Quoted text:
################

You have surely read Edward Gibbon's "Decline and Fall of the Roman Empire"; at least parts of it. Gibbon wrote a truly monumental account of the story of the Empire, but he doesn't really propose us a "theory" of the causes of the fall, as most historians would do, later on. On reading Gibbon's work, you understand that he thinks there was a sort of loss of moral fiber in the Romans. He attributes this loss to the negative effect of Christianity. That is, the noble virtues of the Ancient Romans - he says - had been corrupted by this sect of fanatics coming from the East. This had made the Romans unable to resist to the invading barbarians.

You'll probably agree that this explanation by Gibbon is a bit limited; just as are limited other interpretations by authors who came later. Spengler and Tonybee are two examples, but if we were to discuss their work in detail it would take - well - weeks; not hours. So, let me jump forward to the historian who - I think - has given a new and original interpretation of the decline of Rome: Joseph Tainter with his "The Collapse of Complex Societies". His book was published for the first time in 1990.

################

Data for this task:
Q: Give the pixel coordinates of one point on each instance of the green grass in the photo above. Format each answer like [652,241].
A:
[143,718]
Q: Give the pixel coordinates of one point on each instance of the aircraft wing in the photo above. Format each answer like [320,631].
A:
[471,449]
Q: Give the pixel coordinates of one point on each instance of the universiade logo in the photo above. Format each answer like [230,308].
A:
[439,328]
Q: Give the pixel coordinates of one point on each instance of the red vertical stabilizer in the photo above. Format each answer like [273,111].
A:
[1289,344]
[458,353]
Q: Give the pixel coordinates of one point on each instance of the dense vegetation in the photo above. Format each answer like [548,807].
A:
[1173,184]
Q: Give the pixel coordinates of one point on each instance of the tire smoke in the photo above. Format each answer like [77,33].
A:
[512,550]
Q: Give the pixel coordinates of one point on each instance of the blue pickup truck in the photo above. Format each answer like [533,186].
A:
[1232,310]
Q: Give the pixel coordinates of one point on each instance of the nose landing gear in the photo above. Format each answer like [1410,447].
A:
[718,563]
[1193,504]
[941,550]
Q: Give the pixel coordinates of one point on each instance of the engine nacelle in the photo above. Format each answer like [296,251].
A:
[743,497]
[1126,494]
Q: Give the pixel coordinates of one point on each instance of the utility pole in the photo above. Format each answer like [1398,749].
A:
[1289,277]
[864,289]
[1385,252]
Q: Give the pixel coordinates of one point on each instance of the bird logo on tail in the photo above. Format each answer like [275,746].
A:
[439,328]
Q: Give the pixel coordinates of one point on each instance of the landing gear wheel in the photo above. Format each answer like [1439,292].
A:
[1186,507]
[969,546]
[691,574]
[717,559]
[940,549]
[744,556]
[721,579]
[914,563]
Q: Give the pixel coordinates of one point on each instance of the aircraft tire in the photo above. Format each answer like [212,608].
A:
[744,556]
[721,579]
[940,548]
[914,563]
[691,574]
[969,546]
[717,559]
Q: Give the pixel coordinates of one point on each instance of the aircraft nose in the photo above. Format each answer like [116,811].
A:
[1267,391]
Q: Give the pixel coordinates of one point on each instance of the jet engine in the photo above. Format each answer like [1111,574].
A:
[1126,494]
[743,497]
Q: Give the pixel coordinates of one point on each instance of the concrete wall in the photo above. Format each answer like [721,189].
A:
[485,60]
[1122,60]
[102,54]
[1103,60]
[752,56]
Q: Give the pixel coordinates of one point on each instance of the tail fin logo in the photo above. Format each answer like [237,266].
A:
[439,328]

################

Tasks:
1. Retype the passage on the fall of Rome word for word, starting with "You have surely" and going on through "the invading barbarians.".
2. Repeat the records word for word, starting with the line with "answer like [1398,749]." and going on through the last line of the records.

Final results:
1.
You have surely read Edward Gibbon's "Decline and Fall of the Roman Empire"; at least parts of it. Gibbon wrote a truly monumental account of the story of the Empire, but he doesn't really propose us a "theory" of the causes of the fall, as most historians would do, later on. On reading Gibbon's work, you understand that he thinks there was a sort of loss of moral fiber in the Romans. He attributes this loss to the negative effect of Christianity. That is, the noble virtues of the Ancient Romans - he says - had been corrupted by this sect of fanatics coming from the East. This had made the Romans unable to resist to the invading barbarians.

2.
Q: Give the pixel coordinates of one point on each instance of the utility pole in the photo above. Format each answer like [1398,749].
A:
[1289,277]
[864,289]
[1385,252]
Q: Give the pixel coordinates of one point on each instance of the bird logo on tail in the photo above. Format each answer like [275,746].
A:
[439,328]
Q: Give the pixel coordinates of one point on each instance of the landing gear wheel in the photo above. Format each answer like [1439,292].
A:
[1186,507]
[969,546]
[691,574]
[717,559]
[940,549]
[744,556]
[721,579]
[914,563]
Q: Give the pixel coordinates of one point on each instance of the aircraft tire in the photo above. Format each answer like [212,608].
A:
[744,556]
[721,579]
[940,548]
[914,563]
[691,574]
[969,546]
[717,559]
Q: Give the pixel coordinates of one point on each instance of the aircraft nose in the photo above. Format each answer like [116,811].
A:
[1267,391]
Q: Give the pixel coordinates of one point on each instance of the jet engine in the photo above. Format each answer like [1111,574].
A:
[1126,494]
[743,497]
Q: Give the pixel coordinates of one point on each instance of the concrete wall in the photo above. Format each answer like [721,189].
A:
[485,60]
[1122,60]
[102,54]
[1103,60]
[752,56]
Q: Give the pixel coordinates of one point on each instance of the tail fin logo in the photo above. Format each answer like [237,266].
A:
[439,328]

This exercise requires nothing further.